------ PROVIDED RECORDS

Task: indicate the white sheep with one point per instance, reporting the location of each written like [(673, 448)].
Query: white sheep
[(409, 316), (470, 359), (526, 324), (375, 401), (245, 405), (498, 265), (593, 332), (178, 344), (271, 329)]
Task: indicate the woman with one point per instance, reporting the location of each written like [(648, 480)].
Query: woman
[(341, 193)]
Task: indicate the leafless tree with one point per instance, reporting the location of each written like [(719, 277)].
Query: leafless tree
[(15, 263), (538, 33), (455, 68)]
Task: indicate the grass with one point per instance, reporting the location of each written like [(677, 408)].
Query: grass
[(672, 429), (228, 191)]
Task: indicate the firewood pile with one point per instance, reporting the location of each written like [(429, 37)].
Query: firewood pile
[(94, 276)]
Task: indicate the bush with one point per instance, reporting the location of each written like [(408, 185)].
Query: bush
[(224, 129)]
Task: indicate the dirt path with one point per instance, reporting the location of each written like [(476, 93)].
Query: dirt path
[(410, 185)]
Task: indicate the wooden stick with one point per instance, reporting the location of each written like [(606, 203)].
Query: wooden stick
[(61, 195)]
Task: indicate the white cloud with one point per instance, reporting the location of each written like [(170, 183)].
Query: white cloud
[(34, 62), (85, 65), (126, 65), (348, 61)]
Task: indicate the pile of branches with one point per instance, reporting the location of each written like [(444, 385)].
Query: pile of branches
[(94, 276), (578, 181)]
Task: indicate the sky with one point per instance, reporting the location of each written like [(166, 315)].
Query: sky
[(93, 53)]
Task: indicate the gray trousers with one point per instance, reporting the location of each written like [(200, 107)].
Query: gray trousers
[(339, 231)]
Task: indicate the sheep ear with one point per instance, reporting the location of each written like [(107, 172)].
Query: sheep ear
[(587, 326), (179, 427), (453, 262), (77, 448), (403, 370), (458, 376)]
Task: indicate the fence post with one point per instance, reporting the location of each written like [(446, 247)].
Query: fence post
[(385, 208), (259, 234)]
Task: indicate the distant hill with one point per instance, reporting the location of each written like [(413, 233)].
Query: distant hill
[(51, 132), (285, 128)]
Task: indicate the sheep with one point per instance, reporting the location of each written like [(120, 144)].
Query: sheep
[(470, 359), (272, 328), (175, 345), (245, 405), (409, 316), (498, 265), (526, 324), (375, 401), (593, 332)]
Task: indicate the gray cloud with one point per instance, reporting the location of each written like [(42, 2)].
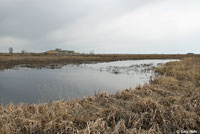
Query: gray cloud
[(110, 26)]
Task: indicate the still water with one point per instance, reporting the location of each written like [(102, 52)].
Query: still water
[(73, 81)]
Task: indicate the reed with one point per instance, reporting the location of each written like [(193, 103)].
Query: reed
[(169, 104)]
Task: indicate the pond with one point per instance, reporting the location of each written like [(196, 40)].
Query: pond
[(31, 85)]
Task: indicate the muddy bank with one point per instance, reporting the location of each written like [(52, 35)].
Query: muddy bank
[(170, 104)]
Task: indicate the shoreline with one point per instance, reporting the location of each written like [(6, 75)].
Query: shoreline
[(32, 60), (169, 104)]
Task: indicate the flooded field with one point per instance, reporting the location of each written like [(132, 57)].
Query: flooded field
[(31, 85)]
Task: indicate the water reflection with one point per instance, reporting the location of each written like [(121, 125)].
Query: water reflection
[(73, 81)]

------------

* TASK BRIEF *
Express the part of the listing that opens with the line containing "Task: indicate the distant" and closes with the line containing "[(51, 132), (285, 128)]" as a two-column CSV with the headers instruction and points, giving one row per request with its text and its answer. Put each field in quotation marks and replace line breaks with spaces.

* WRITTEN SOLUTION *
instruction,points
"Task: indicate the distant hill with one point per instance, reporting the location of each written like [(413, 233)]. Query: distant hill","[(51, 132), (285, 128)]"